**TASK TO CARRY OUT**
List each of the lines below that contains the string "handle", matching case exactly.

**TASK INPUT**
START
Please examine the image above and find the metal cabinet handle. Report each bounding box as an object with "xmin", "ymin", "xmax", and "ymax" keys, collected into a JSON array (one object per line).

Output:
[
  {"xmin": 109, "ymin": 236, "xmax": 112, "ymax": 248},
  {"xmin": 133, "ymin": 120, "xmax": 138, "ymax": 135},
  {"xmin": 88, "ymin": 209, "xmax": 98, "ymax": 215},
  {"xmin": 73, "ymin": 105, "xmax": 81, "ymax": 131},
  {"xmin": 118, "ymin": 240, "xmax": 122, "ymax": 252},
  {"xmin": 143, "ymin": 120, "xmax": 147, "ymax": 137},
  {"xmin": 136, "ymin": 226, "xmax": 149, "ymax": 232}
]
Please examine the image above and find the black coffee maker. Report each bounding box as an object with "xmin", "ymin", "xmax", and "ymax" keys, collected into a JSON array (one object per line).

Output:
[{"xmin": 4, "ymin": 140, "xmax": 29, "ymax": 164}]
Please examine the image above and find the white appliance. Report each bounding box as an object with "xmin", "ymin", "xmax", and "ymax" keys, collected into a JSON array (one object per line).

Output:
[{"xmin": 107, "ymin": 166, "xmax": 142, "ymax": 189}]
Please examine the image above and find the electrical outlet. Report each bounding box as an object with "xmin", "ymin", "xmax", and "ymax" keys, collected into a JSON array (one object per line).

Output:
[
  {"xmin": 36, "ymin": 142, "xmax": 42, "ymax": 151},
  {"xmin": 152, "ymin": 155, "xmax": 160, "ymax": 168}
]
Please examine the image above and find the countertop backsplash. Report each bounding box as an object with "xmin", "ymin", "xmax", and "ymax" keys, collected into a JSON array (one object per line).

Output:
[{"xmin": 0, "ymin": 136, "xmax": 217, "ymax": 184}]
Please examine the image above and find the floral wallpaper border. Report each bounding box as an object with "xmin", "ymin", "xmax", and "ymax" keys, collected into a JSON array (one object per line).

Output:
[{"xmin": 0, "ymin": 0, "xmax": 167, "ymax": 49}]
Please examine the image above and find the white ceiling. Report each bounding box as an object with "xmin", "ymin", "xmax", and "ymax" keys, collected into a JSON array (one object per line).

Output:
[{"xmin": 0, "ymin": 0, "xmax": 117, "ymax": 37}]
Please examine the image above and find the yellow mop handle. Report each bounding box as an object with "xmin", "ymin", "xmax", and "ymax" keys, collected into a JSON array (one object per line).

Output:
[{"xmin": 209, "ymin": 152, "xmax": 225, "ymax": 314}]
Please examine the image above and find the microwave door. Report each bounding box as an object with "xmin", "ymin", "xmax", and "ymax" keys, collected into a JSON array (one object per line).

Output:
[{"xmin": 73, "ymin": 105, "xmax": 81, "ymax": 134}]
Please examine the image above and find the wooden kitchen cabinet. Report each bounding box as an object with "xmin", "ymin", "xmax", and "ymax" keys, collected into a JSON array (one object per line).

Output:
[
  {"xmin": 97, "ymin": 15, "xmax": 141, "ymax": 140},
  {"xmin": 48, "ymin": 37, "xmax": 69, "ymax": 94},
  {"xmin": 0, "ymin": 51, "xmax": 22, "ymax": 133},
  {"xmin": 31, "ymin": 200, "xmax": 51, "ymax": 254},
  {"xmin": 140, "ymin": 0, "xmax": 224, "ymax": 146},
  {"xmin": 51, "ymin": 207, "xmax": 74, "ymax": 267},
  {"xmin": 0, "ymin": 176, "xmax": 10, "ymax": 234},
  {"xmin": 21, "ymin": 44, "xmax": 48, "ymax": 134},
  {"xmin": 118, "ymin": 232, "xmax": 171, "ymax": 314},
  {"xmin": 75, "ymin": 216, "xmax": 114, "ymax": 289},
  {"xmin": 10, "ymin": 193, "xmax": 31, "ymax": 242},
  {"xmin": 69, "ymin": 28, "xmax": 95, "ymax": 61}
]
END
**TASK ANSWER**
Please examine the image above and find the metal cabinet handle. Report each bounding box as an object with "xmin", "ymin", "xmax", and "ymax" keys, collected into a JSON array (one object per line).
Please examine the image above and find the yellow mop handle. Report each bounding box as an object with "xmin", "ymin", "xmax", and "ymax" keys, collected into a JSON array (one object per line).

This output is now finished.